## WHAT YOU HAVE TO DO:
Switch every "Detect" to "Locate" in the data below, keeping everything else unchanged. Leave the pictures out of your answer.

## Bounding-box data:
--- Begin ---

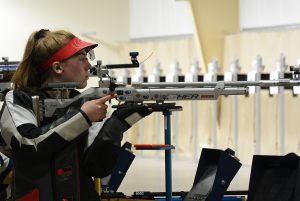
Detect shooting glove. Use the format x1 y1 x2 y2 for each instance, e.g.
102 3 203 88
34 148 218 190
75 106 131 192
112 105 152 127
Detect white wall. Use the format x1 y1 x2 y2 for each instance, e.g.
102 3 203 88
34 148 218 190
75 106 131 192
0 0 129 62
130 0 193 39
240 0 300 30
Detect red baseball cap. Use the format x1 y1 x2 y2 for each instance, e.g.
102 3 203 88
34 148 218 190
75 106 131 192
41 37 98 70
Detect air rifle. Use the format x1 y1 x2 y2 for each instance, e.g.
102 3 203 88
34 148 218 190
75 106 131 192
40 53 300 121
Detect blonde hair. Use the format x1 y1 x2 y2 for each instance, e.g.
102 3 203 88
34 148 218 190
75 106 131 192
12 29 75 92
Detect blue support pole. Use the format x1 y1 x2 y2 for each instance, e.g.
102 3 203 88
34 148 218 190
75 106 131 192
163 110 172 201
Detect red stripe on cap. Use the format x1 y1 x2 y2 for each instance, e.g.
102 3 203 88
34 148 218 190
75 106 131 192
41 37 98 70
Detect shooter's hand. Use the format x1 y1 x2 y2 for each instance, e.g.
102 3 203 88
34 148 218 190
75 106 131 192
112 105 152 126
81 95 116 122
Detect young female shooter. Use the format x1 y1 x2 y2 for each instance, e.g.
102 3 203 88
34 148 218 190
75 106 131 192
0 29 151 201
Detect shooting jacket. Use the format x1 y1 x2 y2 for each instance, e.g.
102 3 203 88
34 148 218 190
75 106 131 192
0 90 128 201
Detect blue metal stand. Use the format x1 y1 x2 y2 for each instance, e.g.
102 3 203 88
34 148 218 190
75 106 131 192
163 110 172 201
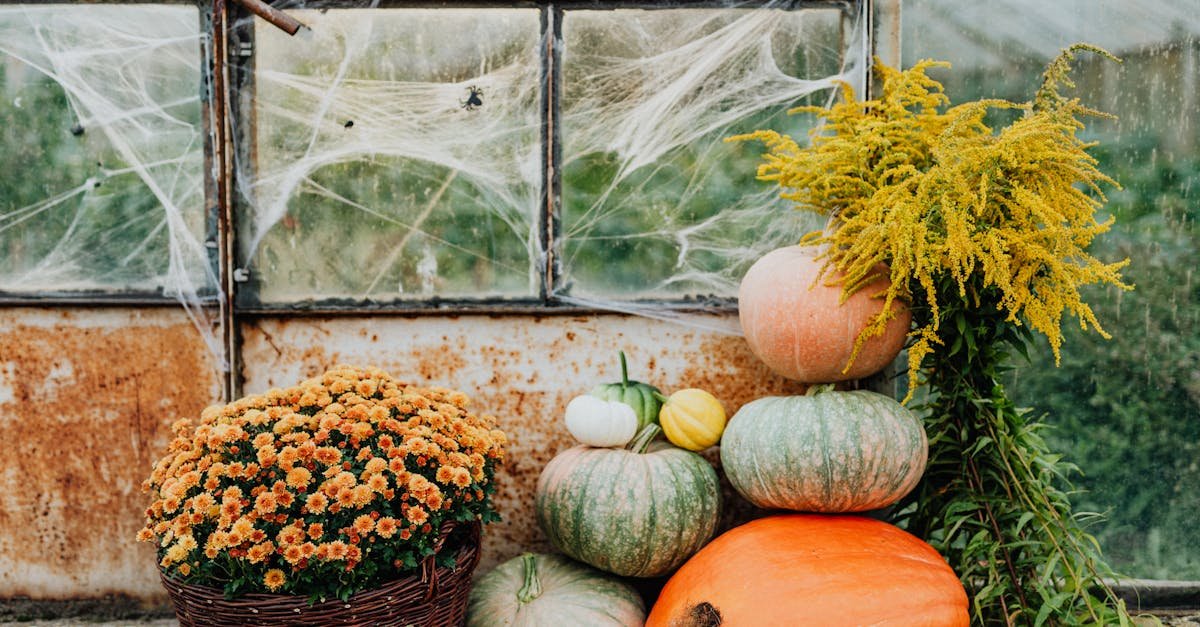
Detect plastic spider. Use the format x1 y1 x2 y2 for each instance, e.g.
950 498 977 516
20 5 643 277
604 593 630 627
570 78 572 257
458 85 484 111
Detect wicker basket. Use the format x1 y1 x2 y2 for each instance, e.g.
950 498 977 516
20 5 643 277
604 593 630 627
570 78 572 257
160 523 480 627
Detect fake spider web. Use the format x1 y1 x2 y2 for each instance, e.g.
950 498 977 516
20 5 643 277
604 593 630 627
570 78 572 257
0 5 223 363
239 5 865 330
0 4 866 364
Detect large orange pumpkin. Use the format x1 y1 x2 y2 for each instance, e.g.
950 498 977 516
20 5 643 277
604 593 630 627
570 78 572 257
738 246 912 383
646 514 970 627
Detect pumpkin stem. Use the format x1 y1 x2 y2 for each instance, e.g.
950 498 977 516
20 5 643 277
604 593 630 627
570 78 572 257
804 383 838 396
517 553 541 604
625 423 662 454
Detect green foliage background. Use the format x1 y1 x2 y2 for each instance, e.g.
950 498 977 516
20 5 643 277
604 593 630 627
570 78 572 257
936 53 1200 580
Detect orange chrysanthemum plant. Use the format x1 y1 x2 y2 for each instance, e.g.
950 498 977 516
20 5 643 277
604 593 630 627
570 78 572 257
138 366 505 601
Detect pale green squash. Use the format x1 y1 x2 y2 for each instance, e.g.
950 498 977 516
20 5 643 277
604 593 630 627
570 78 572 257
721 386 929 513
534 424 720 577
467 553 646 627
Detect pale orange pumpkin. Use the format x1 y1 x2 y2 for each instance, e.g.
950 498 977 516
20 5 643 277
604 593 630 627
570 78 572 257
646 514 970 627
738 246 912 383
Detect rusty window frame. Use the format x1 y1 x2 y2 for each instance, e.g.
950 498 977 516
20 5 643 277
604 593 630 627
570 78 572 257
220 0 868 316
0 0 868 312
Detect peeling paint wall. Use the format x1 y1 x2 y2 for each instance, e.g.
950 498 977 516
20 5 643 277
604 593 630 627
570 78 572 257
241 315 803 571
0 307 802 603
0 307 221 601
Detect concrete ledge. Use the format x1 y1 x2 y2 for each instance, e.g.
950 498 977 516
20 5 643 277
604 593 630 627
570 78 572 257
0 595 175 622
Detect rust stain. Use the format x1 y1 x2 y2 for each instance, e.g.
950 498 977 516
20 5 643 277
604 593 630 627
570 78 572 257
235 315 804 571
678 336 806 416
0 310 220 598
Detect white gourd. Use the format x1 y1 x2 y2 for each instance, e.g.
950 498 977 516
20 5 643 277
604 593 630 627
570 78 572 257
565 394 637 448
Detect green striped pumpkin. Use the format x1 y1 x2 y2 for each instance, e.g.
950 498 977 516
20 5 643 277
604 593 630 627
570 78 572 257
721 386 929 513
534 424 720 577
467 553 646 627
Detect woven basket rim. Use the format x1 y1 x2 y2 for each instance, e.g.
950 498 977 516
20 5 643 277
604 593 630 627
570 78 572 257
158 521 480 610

--- End ---

## PROBLEM SOLUTION:
Locate shooting glove. Use the format x1 y1 x2 y2 for each instance, e.g.
102 3 203 88
34 148 218 190
75 106 131 192
112 105 152 127
Locate white wall. Use the format x1 y1 x2 y2 for each instance, e.g.
102 3 203 88
34 148 218 190
75 106 131 192
0 0 129 62
130 0 193 39
240 0 300 30
Locate red baseball cap. Use the format x1 y1 x2 y2 for each instance, e.g.
102 3 203 88
34 148 218 190
75 106 131 192
41 37 98 70
Locate air rifle. Use the format x1 y1 x2 y2 for each instance, e.g.
102 3 203 88
34 148 218 190
75 106 131 192
40 53 300 121
Locate blonde hair. Use the format x1 y1 x2 y2 for each instance, e.g.
102 3 203 88
34 148 218 190
75 106 131 192
12 29 75 92
Locate blue support pole. Use the format x1 y1 x2 y2 for each instance, e.g.
102 3 203 88
34 148 218 190
75 106 131 192
163 110 172 201
Locate red stripe on cap. Use the format x1 y1 x2 y2 for each instance, e.g.
102 3 203 88
34 148 218 190
75 106 131 192
41 37 98 70
Locate shooter's hand. Use the format x1 y1 x2 y2 for each instance, e.g.
102 3 203 88
34 148 218 190
75 106 131 192
112 105 152 126
81 95 116 122
Locate young female shooter. Use the format x1 y1 x2 y2 for each instance, e.g.
102 3 203 88
34 148 218 190
75 106 131 192
0 29 151 201
Locate shooting jacket. Use the format x1 y1 x2 y2 for each instance, e.g.
102 3 203 88
34 148 218 190
75 106 131 192
0 90 128 201
Locate blue metal stand. Use the format x1 y1 x2 y2 for each instance, e.g.
102 3 203 88
34 148 218 190
75 106 131 192
163 110 172 201
Locate plastic spider. Use the format x1 y1 x2 y2 for each instance, e.g.
950 498 977 516
20 5 643 277
604 593 630 627
570 78 572 257
458 85 484 111
Locate wicker basket. Use the format x1 y1 x2 y2 for each instance, e.g.
950 498 977 516
20 5 643 277
604 593 630 627
570 78 572 257
160 523 480 627
Locate fake spider web. Use the format x1 y1 x2 y2 for each instance, e.g.
950 498 977 516
20 5 643 277
604 593 630 627
570 78 572 257
0 5 223 363
239 5 865 330
0 4 866 364
Locate large orange pumpkin. Use the format x1 y1 x2 y2 for each instance, e.g.
950 498 977 516
20 5 643 277
604 593 630 627
570 78 572 257
738 246 912 383
646 514 970 627
Locate pumpkin stem. Use the format x1 y1 x2 y2 for each instance, e.g.
950 498 977 516
20 5 643 277
604 593 630 627
570 78 572 257
804 383 838 396
517 553 541 604
625 423 662 454
Locate green foliage background. Use the format x1 y1 x2 y2 for each instance, e.g.
950 498 977 516
20 5 643 277
604 593 630 627
570 78 572 257
936 53 1200 580
Locate orange chrysanthemum plant. Use the format x1 y1 x2 y2 for each instance, e.g.
950 498 977 516
20 5 643 277
604 593 630 627
570 78 572 257
138 366 505 601
Locate pale green squash. Use the format x1 y1 x2 y2 for each instance, e.g.
950 498 977 516
20 5 643 277
604 593 630 627
570 78 572 257
721 386 929 513
534 424 720 577
467 553 646 627
Locate pale orange pumpkin. Use the format x1 y1 x2 y2 for each instance, e.g.
950 498 977 516
20 5 643 277
604 593 630 627
570 78 572 257
646 514 970 627
738 246 912 383
Locate rusty window frame. Use the format x1 y1 x2 y2 for each instance, e.g.
950 498 977 516
20 5 643 277
604 593 630 627
570 78 572 257
220 0 868 316
0 0 868 312
Locate peeling paint wall. Use the format x1 y1 x2 y2 for each instance, e.g.
950 498 977 516
20 5 643 277
604 593 630 627
570 78 572 257
241 315 803 571
0 307 802 603
0 307 221 601
Locate concrete ledge. Use the format x1 y1 x2 y2 for each instance, e.g.
950 498 977 516
20 5 643 277
604 593 630 627
570 78 572 257
0 595 175 622
Locate rust stain. Use the format x1 y1 x2 y2 for each instance, e.g.
950 498 977 516
20 5 643 277
604 593 630 627
570 78 572 257
235 315 804 571
678 336 806 416
0 310 220 598
Locate white gourd. Use the format x1 y1 x2 y2 for each instance, e.g.
950 498 977 516
20 5 643 277
604 593 630 627
570 78 572 257
565 394 637 448
Locate green striped pumpkin. Use the format x1 y1 x2 y2 for each instance, e.g.
950 498 977 516
20 5 643 277
604 593 630 627
570 78 572 257
721 386 929 513
534 424 720 577
467 553 646 627
Locate woven basket rim. Use the format x1 y1 x2 y2 for each instance, e.g.
950 498 977 516
20 5 643 277
604 593 630 627
570 78 572 257
158 521 480 610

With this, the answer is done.